The records below must be retyped exactly.

MATERIAL SUPPLIED ▸
══════════════════════════════

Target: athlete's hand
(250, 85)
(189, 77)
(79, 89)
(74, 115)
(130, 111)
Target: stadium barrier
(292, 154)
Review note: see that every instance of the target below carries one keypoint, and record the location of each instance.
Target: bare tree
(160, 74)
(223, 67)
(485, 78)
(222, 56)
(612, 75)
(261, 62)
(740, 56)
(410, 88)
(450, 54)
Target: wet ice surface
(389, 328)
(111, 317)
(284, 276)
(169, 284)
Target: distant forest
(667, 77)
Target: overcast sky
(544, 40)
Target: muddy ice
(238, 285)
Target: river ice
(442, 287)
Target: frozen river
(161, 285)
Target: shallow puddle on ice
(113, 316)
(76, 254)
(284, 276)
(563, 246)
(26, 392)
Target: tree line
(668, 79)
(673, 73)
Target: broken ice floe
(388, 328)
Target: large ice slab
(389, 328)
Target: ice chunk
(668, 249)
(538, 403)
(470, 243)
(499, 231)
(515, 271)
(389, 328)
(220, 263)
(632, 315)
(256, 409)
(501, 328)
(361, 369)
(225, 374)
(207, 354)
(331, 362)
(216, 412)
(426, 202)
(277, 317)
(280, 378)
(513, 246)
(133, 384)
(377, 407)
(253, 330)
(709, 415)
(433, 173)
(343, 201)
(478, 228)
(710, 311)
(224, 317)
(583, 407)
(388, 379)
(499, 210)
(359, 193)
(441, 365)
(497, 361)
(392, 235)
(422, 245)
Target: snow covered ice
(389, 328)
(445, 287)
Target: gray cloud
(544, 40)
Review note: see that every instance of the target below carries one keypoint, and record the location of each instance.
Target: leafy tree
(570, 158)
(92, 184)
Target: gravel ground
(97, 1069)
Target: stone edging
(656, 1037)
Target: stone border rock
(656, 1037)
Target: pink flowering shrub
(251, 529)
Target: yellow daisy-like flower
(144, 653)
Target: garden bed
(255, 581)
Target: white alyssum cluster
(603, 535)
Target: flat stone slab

══════════════════════════════

ANSWER FOR THIS EXERCISE ▸
Target: athlete's hand
(250, 85)
(189, 77)
(79, 89)
(74, 115)
(130, 111)
Target: stadium barrier
(292, 154)
Review note: see that every instance of the target below carries one keypoint, and record the location of each instance.
Target: bare tree
(160, 74)
(223, 67)
(485, 78)
(222, 56)
(612, 75)
(261, 62)
(740, 56)
(410, 88)
(450, 54)
Target: wet ice surface
(389, 328)
(111, 317)
(284, 276)
(169, 284)
Target: distant forest
(667, 77)
Target: overcast sky
(544, 40)
Target: muddy ice
(238, 285)
Target: river ice
(442, 287)
Target: frozen river
(161, 285)
Target: shallow puddle on ice
(113, 316)
(76, 254)
(284, 276)
(563, 246)
(26, 392)
Target: tree line
(668, 79)
(673, 73)
Target: broken ice floe
(388, 328)
Target: large ice slab
(389, 328)
Target: ice chunk
(668, 249)
(538, 403)
(470, 243)
(499, 231)
(515, 271)
(389, 328)
(220, 263)
(632, 315)
(256, 409)
(501, 328)
(361, 369)
(225, 374)
(207, 354)
(331, 362)
(216, 412)
(426, 202)
(277, 317)
(280, 378)
(513, 246)
(133, 384)
(377, 407)
(253, 330)
(709, 415)
(433, 173)
(343, 201)
(478, 228)
(710, 311)
(224, 317)
(583, 407)
(388, 379)
(499, 210)
(359, 193)
(441, 365)
(497, 361)
(392, 235)
(422, 245)
Target: snow covered ice
(389, 328)
(445, 287)
Target: gray cloud
(544, 40)
Review note: see that every instance of the target below carries one keypoint, and record the location of each instance.
Target: leafy tree
(570, 158)
(92, 184)
Target: gravel ground
(97, 1069)
Target: stone edging
(656, 1037)
Target: stone border rock
(656, 1037)
Target: pink flowering shrub
(251, 529)
Target: yellow daisy-like flower
(144, 653)
Target: garden bed
(255, 581)
Target: white alyssum cluster
(603, 535)
Target: flat stone slab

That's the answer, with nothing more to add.